The task
Everything from the line containing "point: the blue and" to the last line of the records must be returned verbatim; nothing else belongs in the output.

Input for this task
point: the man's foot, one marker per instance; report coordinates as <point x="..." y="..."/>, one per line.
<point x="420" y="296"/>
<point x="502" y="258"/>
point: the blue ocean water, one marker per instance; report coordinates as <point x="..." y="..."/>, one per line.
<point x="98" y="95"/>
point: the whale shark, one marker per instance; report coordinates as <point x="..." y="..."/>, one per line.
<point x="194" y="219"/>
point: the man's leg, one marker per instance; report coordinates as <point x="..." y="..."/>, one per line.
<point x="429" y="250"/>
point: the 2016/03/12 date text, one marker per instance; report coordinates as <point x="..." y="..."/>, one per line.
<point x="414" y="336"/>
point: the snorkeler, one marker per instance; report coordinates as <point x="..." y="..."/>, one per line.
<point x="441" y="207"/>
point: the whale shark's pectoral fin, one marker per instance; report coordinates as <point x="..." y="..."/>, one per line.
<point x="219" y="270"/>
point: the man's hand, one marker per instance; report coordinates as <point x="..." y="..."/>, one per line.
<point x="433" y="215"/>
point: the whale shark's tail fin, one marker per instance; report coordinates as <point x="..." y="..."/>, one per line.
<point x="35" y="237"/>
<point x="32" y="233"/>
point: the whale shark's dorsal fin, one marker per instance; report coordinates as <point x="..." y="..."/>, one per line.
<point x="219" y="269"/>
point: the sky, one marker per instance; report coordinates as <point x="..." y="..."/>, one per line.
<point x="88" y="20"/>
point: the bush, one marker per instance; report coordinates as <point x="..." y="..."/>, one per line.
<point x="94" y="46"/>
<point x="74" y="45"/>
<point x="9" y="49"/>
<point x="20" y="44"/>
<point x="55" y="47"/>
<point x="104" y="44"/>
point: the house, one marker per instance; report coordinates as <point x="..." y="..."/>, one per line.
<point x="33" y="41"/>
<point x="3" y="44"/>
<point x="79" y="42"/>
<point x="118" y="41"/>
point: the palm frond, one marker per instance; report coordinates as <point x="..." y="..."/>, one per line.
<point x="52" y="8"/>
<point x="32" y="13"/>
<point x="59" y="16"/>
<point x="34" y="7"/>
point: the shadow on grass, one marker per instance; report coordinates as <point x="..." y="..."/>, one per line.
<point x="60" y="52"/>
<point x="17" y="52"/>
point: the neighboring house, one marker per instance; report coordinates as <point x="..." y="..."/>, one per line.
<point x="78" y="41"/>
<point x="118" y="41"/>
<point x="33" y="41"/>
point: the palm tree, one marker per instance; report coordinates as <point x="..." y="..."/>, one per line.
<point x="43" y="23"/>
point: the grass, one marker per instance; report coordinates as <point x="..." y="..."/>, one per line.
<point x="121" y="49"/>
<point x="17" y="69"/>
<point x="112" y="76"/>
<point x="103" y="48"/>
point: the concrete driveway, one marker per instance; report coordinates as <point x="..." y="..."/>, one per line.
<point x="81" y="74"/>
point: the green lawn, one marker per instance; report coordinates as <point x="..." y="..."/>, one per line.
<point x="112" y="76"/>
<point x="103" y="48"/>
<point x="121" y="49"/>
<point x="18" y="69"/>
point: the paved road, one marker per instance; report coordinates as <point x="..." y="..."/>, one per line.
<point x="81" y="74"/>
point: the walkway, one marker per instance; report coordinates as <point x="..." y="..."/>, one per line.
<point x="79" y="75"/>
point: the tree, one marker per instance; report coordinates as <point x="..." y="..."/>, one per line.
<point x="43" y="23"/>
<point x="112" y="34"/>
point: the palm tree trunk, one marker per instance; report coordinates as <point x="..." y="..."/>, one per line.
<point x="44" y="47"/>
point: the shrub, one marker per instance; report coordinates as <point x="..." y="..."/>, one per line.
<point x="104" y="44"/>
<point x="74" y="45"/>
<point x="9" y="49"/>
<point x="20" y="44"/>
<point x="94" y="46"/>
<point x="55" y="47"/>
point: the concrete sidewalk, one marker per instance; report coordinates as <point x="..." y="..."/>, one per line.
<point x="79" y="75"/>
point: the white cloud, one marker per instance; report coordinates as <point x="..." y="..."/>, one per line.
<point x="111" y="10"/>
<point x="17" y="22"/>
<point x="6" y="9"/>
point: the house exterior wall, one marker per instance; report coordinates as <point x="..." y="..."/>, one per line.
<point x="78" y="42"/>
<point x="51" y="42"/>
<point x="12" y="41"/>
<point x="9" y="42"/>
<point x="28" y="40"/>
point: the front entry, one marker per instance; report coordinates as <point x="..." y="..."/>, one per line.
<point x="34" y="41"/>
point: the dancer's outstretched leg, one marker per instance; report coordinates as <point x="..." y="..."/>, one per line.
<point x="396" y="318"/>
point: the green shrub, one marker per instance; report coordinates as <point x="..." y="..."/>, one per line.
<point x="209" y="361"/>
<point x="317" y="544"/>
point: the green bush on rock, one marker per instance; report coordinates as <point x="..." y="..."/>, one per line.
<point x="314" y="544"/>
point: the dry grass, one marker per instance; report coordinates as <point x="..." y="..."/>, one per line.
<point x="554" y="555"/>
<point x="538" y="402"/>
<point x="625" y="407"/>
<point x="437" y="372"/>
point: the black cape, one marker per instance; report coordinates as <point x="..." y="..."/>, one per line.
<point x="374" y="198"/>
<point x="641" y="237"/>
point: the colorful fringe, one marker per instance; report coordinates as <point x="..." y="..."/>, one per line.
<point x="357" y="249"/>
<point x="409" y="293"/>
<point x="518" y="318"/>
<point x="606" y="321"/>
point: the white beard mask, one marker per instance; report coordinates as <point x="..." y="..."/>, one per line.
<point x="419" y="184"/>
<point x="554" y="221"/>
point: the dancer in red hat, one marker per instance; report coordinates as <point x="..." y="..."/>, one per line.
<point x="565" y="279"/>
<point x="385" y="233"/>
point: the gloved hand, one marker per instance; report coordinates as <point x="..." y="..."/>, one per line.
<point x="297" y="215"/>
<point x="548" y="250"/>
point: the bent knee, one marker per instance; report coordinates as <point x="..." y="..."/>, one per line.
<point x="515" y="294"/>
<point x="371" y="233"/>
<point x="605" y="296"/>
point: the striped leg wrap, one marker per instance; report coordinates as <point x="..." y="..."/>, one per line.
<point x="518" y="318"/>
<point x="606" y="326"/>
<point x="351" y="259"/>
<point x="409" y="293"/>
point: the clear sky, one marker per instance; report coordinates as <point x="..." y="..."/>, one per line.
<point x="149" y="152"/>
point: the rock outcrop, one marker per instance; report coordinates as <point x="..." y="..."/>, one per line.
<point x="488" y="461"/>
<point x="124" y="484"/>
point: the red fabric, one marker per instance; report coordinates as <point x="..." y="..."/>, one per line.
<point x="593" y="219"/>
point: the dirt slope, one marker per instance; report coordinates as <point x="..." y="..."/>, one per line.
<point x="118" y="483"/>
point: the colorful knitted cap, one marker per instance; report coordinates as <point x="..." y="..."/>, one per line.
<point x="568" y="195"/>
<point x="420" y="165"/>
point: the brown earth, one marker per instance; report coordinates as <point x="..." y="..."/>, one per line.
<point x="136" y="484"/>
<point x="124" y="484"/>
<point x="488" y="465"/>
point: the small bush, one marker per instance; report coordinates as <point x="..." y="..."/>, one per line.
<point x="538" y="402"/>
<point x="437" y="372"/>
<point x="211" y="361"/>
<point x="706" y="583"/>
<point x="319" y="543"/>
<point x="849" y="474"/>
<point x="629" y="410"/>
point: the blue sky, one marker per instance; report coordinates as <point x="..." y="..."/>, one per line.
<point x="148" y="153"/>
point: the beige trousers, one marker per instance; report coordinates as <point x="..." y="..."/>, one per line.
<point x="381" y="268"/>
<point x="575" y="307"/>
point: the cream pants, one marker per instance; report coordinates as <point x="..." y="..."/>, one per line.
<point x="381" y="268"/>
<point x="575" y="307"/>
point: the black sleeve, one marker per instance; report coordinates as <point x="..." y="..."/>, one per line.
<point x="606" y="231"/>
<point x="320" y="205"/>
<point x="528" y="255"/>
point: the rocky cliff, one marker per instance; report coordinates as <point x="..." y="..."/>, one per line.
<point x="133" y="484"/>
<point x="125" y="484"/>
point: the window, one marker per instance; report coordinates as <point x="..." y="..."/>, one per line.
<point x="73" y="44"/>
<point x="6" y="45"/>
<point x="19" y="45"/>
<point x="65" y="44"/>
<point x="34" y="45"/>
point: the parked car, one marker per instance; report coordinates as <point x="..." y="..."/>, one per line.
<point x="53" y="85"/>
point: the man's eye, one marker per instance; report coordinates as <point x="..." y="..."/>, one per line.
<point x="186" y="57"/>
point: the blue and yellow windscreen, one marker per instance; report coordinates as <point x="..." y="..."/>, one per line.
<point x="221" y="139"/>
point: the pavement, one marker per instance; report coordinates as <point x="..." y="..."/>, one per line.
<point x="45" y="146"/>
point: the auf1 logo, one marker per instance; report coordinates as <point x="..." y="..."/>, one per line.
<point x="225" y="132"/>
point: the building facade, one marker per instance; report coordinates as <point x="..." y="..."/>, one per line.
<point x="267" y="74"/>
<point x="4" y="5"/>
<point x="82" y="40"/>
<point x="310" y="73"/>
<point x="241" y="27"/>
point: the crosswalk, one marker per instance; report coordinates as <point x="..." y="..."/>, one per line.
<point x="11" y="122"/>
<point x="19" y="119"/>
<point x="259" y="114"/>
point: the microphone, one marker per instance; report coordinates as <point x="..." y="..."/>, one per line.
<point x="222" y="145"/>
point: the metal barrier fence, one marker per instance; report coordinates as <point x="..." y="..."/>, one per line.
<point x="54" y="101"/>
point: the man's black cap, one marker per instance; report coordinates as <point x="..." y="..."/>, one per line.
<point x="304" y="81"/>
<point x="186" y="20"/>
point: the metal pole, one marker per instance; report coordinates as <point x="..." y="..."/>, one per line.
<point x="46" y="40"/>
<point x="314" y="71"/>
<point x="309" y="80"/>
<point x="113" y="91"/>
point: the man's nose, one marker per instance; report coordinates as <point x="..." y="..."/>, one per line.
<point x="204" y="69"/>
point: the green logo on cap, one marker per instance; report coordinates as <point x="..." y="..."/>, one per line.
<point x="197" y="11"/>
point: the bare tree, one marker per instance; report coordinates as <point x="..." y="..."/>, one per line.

Task response
point: the blue and yellow windscreen, one marker per instance; report coordinates as <point x="..." y="..."/>, one per line.
<point x="221" y="139"/>
point: the pavement, one marker per instance; report coordinates as <point x="..." y="..."/>, one per line.
<point x="45" y="146"/>
point: the auf1 logo, one marker per instance; report coordinates as <point x="..." y="..."/>, one per line.
<point x="225" y="132"/>
point: the building facade, one marker per instance; report coordinates as <point x="..." y="..."/>, one per line.
<point x="267" y="74"/>
<point x="4" y="5"/>
<point x="82" y="40"/>
<point x="310" y="73"/>
<point x="241" y="27"/>
point: the crosswalk, one marker per instance; report coordinates as <point x="..." y="..."/>, one per line.
<point x="11" y="122"/>
<point x="19" y="119"/>
<point x="259" y="114"/>
point: the microphone, one marker per instance; report coordinates as <point x="..." y="..."/>, one per line.
<point x="222" y="145"/>
point: the metal barrier fence, one marker per instance; report coordinates as <point x="..." y="..."/>, one per line.
<point x="54" y="101"/>
point: the man's black cap, one marker per instance; report coordinates as <point x="..." y="..."/>, one per line.
<point x="304" y="81"/>
<point x="186" y="20"/>
point: the metal pole, one marker per instance; report coordinates as <point x="..." y="..."/>, one per line.
<point x="46" y="40"/>
<point x="314" y="71"/>
<point x="309" y="80"/>
<point x="113" y="91"/>
point: the man's nose, one marker per instance; report coordinates as <point x="..." y="..."/>, one per line.
<point x="204" y="69"/>
point: the green logo on cap, one marker per instance; report coordinates as <point x="..." y="..."/>, one per line.
<point x="197" y="11"/>
point: the bare tree, one marker per instance; report coordinates as <point x="..." y="..."/>, one per line.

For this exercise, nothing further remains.